### Task to complete
State how many lines of the listing contain the string "metal", treating uppercase and lowercase letters as distinct, and give only that number.

## Start Stored data

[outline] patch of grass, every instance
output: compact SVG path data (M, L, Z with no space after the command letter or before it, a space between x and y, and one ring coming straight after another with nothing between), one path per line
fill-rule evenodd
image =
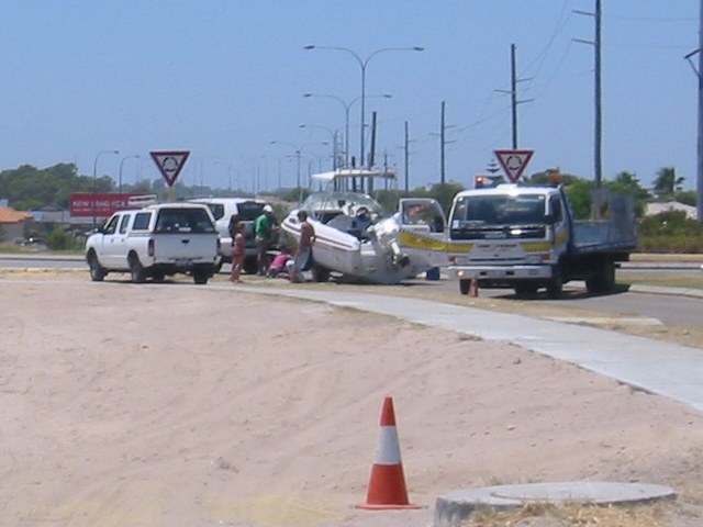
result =
M644 284L663 288L703 289L703 271L691 269L691 272L631 272L618 273L617 282L627 285Z
M515 511L480 509L462 527L665 527L671 511L665 503L627 507L528 503Z

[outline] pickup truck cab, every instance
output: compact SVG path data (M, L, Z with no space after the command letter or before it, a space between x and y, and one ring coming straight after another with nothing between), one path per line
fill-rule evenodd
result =
M255 198L193 198L189 202L208 205L215 218L215 227L220 234L220 266L232 264L230 218L233 214L239 216L239 222L244 224L244 271L255 273L257 249L254 224L261 215L267 202Z
M208 206L159 203L115 212L86 242L90 279L130 272L134 283L185 273L207 283L217 270L220 238Z

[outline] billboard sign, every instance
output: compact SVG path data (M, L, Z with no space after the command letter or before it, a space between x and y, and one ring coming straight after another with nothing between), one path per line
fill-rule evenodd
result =
M130 201L143 194L118 194L112 192L74 192L70 194L69 213L74 217L108 217L122 209L141 209Z

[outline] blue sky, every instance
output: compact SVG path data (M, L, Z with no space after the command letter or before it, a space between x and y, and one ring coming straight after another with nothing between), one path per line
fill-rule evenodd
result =
M699 2L603 0L603 177L651 184L673 166L695 188ZM593 178L593 0L3 0L0 3L0 169L76 162L115 180L158 178L148 152L187 149L187 184L293 186L330 169L333 131L361 93L377 112L377 160L410 186L469 184L511 146L510 46L517 52L518 147L526 172L559 167ZM303 98L303 93L334 98ZM391 99L379 98L382 93ZM344 101L344 102L343 102ZM360 104L349 106L350 153ZM300 127L300 124L306 127ZM366 133L370 138L370 133ZM277 144L271 144L271 141ZM368 152L369 146L365 149ZM141 159L126 156L140 155ZM280 167L280 172L279 172Z

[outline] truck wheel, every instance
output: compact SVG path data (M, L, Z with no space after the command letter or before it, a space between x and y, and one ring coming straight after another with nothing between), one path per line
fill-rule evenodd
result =
M314 266L312 268L312 279L315 282L326 282L330 280L330 270L321 266Z
M198 284L208 283L209 278L210 274L208 274L207 272L193 272L193 282Z
M132 274L133 283L146 282L146 270L135 255L130 256L130 273Z
M585 290L590 294L606 293L615 287L615 262L603 261L595 274L585 279Z
M547 296L556 300L561 298L561 291L563 291L563 278L561 277L561 269L559 266L554 268L554 274L547 282Z
M533 283L521 283L515 285L514 290L517 296L532 296L537 292L537 285Z
M93 282L102 282L108 272L105 268L100 265L94 253L88 255L88 266L90 266L90 280Z
M601 280L603 282L603 291L612 291L615 288L615 262L607 260L603 262L601 268Z

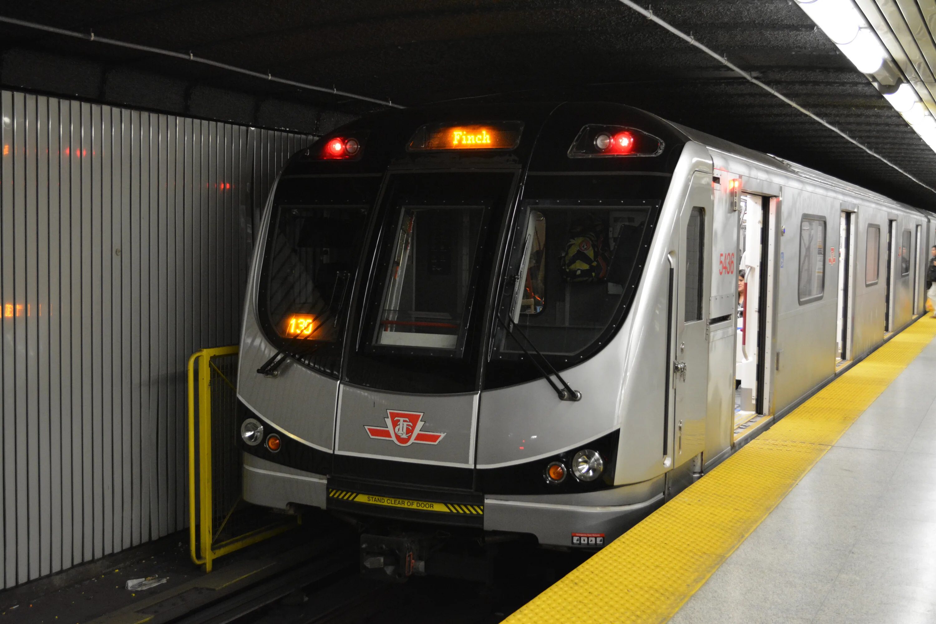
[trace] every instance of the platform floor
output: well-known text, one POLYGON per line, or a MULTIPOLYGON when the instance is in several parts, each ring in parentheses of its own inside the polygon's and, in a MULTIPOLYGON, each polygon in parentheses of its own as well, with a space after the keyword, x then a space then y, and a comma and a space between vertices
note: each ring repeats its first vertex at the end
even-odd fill
POLYGON ((895 336, 507 621, 936 624, 934 336, 895 336))
POLYGON ((936 623, 936 341, 670 621, 936 623))

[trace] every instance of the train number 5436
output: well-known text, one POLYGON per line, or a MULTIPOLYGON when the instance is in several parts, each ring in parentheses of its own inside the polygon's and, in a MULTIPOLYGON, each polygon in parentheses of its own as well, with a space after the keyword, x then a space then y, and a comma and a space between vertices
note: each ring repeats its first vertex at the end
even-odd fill
POLYGON ((735 254, 718 254, 718 274, 719 275, 734 275, 735 273, 735 254))

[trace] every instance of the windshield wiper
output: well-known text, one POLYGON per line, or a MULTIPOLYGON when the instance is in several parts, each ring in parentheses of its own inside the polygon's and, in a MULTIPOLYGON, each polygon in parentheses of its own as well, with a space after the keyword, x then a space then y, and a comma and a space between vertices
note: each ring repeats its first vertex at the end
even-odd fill
MULTIPOLYGON (((294 338, 292 340, 295 341, 296 339, 294 338)), ((285 362, 286 358, 292 357, 297 362, 301 363, 303 357, 312 355, 317 348, 318 344, 313 343, 305 349, 280 349, 273 354, 272 357, 264 362, 263 366, 257 369, 256 371, 261 375, 266 375, 267 377, 277 377, 280 374, 277 369, 282 366, 283 362, 285 362)))
POLYGON ((523 353, 527 355, 527 357, 530 358, 530 361, 533 362, 533 365, 536 367, 537 370, 539 370, 539 373, 543 376, 543 379, 548 382, 549 385, 552 386, 552 389, 556 391, 556 395, 559 397, 561 400, 578 400, 579 399, 582 398, 582 393, 579 392, 578 390, 572 389, 572 386, 570 386, 565 382, 565 380, 563 379, 563 376, 559 374, 559 371, 556 370, 551 364, 549 364, 549 360, 548 360, 546 356, 539 352, 539 349, 537 349, 536 345, 533 343, 533 341, 530 340, 530 337, 524 334, 523 330, 520 329, 519 327, 517 327, 516 323, 514 323, 511 320, 510 325, 508 326, 506 323, 504 322, 500 314, 497 314, 497 321, 504 327, 504 328, 507 331, 507 333, 510 334, 510 338, 514 339, 514 341, 517 342, 518 346, 519 346, 519 348, 523 350, 523 353), (527 349, 525 346, 523 346, 523 343, 520 342, 519 340, 517 338, 517 334, 514 333, 515 330, 517 334, 519 334, 520 336, 523 337, 523 340, 527 341, 527 344, 529 344, 530 347, 536 353, 536 356, 539 356, 539 360, 540 362, 542 362, 542 364, 540 364, 540 362, 537 362, 536 358, 534 357, 533 354, 530 353, 530 350, 527 349), (546 369, 543 368, 543 365, 546 365, 546 368, 549 370, 548 372, 546 371, 546 369), (552 381, 552 378, 549 376, 549 373, 552 373, 553 375, 556 376, 556 379, 558 379, 559 383, 563 385, 563 387, 559 387, 558 385, 556 385, 556 383, 552 381))

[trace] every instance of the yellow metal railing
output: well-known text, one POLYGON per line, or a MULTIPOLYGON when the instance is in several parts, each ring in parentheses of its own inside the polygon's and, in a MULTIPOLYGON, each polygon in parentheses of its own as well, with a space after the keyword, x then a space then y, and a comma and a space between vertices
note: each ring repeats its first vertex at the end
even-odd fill
POLYGON ((236 430, 235 414, 236 378, 232 374, 236 370, 237 353, 237 346, 216 347, 202 349, 188 358, 189 544, 192 561, 204 565, 205 572, 212 571, 212 561, 218 557, 282 533, 300 521, 299 516, 278 518, 257 529, 222 539, 224 530, 230 527, 235 510, 242 507, 241 458, 237 449, 240 433, 236 430), (222 370, 223 367, 227 368, 227 374, 222 370), (219 394, 224 396, 219 398, 219 394), (218 417, 213 420, 212 405, 218 408, 218 417), (222 437, 219 440, 222 452, 217 454, 213 453, 212 428, 213 433, 222 437), (220 487, 215 487, 215 476, 222 482, 220 487))

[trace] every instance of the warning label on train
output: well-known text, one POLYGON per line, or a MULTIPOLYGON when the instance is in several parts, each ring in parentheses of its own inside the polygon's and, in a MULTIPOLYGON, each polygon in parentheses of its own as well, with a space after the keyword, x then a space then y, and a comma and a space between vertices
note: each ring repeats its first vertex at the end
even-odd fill
POLYGON ((603 546, 605 545, 604 533, 572 533, 572 545, 574 546, 603 546))
POLYGON ((445 503, 431 502, 430 501, 411 501, 409 499, 397 499, 392 496, 374 496, 373 494, 358 494, 351 500, 355 502, 366 502, 371 505, 401 507, 402 509, 416 509, 423 512, 448 513, 448 507, 445 503))

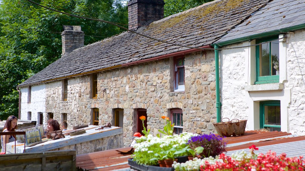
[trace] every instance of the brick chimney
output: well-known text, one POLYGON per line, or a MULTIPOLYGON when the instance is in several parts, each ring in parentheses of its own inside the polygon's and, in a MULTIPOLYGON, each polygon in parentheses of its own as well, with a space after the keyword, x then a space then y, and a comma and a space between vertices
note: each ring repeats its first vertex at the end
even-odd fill
POLYGON ((163 0, 130 0, 128 2, 128 29, 133 31, 149 20, 164 17, 163 0))
POLYGON ((73 50, 84 46, 85 34, 79 26, 63 26, 61 32, 63 44, 62 56, 69 54, 73 50))

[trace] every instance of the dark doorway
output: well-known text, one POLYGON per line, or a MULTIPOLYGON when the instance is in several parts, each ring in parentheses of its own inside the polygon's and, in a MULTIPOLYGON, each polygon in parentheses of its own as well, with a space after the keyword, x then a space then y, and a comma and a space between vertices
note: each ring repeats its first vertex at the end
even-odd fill
POLYGON ((142 130, 144 130, 143 124, 142 123, 142 120, 140 119, 140 117, 144 116, 146 117, 146 119, 144 121, 144 126, 145 127, 147 127, 147 114, 146 113, 146 109, 139 109, 137 110, 137 132, 139 132, 142 135, 144 134, 142 132, 142 130))

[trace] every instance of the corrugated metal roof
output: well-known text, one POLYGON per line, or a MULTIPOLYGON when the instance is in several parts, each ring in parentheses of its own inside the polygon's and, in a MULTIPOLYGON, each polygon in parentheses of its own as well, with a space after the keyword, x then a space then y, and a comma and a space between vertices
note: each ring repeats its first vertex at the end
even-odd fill
MULTIPOLYGON (((254 144, 259 148, 255 153, 265 154, 268 151, 277 154, 286 153, 288 157, 305 156, 305 136, 292 135, 286 132, 249 131, 243 135, 224 138, 227 141, 227 154, 230 155, 244 150, 249 153, 249 147, 254 144)), ((130 150, 129 147, 76 156, 77 166, 87 170, 126 170, 127 159, 131 153, 122 154, 118 151, 130 150)))

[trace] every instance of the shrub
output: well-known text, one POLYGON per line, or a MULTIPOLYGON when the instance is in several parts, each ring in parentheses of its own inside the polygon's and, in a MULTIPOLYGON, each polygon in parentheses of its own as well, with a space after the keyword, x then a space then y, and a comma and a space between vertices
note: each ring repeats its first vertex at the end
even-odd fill
POLYGON ((204 157, 215 156, 226 152, 226 143, 223 138, 211 133, 192 137, 188 144, 193 150, 198 147, 203 147, 202 152, 199 154, 204 157))

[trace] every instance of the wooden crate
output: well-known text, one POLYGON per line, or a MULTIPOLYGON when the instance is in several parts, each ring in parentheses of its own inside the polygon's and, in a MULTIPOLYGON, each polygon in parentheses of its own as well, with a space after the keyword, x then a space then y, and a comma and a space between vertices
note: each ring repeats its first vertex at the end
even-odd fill
POLYGON ((1 155, 0 171, 75 171, 76 155, 75 150, 1 155))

## End Stored data

### Response
2